* _INPUT RECORDS_

◆ ◆ ◆ ◆ ◆ ◆ ◆

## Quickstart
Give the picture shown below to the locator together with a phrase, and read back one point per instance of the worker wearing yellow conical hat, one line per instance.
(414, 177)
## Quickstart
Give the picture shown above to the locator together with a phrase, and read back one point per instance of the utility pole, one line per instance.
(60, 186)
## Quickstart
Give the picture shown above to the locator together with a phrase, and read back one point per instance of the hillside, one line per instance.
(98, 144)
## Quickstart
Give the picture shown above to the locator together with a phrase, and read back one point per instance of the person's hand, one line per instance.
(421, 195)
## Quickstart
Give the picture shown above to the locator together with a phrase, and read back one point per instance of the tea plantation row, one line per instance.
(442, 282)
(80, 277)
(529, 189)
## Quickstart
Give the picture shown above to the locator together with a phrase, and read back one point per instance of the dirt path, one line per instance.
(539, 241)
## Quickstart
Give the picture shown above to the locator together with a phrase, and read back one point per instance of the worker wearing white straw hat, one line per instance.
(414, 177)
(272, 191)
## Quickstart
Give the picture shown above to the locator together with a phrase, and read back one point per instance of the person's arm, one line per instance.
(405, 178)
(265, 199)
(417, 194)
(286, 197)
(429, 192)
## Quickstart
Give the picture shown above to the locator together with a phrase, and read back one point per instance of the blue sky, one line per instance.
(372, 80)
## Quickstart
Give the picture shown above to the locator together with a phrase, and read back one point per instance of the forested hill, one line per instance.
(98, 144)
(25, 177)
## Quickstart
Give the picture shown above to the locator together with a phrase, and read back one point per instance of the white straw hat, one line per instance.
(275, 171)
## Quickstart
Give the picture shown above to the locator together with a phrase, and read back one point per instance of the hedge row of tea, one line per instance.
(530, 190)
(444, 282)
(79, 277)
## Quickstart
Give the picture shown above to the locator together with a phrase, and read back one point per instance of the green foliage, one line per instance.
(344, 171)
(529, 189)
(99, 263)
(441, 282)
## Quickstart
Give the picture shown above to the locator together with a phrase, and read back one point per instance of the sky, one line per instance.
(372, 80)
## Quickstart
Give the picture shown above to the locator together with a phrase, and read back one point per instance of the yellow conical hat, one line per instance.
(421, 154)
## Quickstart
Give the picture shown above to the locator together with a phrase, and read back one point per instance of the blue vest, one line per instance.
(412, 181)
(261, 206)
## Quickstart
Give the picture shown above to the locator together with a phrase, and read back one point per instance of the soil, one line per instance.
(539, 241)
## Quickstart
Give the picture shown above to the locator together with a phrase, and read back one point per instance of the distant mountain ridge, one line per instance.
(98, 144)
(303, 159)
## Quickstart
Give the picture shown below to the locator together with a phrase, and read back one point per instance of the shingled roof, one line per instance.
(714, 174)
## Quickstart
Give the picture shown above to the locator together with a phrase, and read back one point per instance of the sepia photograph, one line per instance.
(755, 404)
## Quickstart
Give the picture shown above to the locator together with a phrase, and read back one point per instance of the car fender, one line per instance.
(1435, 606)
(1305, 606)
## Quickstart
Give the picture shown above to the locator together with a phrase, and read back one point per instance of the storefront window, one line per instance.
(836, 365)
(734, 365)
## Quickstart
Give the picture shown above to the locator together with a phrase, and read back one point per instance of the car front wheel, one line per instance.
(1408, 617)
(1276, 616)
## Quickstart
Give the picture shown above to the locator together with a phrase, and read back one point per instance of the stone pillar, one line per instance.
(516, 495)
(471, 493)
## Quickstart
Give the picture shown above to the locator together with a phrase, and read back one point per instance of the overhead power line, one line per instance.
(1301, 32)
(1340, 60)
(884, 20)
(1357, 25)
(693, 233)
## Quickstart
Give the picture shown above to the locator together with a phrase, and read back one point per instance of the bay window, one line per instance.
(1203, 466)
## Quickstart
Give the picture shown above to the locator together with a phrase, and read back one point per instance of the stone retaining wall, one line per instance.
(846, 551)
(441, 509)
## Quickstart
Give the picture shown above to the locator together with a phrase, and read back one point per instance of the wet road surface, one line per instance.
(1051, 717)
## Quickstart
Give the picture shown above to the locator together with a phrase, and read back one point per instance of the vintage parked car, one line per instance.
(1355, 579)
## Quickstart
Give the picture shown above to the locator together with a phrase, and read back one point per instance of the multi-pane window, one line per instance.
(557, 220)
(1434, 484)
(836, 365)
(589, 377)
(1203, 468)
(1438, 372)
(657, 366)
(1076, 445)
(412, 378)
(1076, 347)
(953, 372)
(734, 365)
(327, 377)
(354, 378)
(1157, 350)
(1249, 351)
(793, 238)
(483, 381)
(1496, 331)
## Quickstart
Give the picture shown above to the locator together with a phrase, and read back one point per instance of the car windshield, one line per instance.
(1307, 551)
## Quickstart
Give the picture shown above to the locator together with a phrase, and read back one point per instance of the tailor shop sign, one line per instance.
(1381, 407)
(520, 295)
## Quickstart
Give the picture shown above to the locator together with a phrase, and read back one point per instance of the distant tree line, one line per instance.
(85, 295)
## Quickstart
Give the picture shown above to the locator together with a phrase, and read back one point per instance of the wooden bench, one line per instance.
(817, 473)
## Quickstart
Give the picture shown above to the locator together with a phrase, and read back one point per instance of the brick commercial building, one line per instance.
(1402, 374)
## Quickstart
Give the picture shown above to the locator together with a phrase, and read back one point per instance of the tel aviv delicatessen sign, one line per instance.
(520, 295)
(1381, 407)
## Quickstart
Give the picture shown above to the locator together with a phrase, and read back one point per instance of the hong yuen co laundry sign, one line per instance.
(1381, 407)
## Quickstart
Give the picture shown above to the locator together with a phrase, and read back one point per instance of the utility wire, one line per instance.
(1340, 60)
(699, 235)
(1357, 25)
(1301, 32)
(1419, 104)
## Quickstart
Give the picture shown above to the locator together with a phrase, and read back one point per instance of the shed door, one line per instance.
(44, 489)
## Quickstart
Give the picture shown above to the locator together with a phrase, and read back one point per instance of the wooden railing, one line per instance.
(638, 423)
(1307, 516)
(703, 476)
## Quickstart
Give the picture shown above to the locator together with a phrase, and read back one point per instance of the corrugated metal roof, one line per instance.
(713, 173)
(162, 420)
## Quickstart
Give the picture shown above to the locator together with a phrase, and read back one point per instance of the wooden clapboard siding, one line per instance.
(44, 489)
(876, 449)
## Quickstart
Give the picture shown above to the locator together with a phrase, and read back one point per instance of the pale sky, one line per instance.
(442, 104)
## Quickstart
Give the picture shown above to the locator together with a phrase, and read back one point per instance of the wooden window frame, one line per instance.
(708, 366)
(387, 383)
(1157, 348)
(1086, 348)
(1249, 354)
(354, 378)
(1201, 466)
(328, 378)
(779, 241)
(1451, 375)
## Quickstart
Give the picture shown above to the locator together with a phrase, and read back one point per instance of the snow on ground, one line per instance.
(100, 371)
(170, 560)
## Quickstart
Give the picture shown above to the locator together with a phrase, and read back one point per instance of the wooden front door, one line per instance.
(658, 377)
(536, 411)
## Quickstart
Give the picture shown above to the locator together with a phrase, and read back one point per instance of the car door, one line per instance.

◆ ◆ ◆ ◆ ◆ ◆ ◆

* _WHAT TO PRODUCE_
List every line of the records above that contains the word "roof".

* _RESPONSE TO THE TASK_
Give the picture shown below to the locator together with a phrase, and read back one point per instance of the shingled roof, one line per instance.
Give the picture shown above to the locator together with a phrase, and read back one point per instance of the corrugated metal roof, one line per instance.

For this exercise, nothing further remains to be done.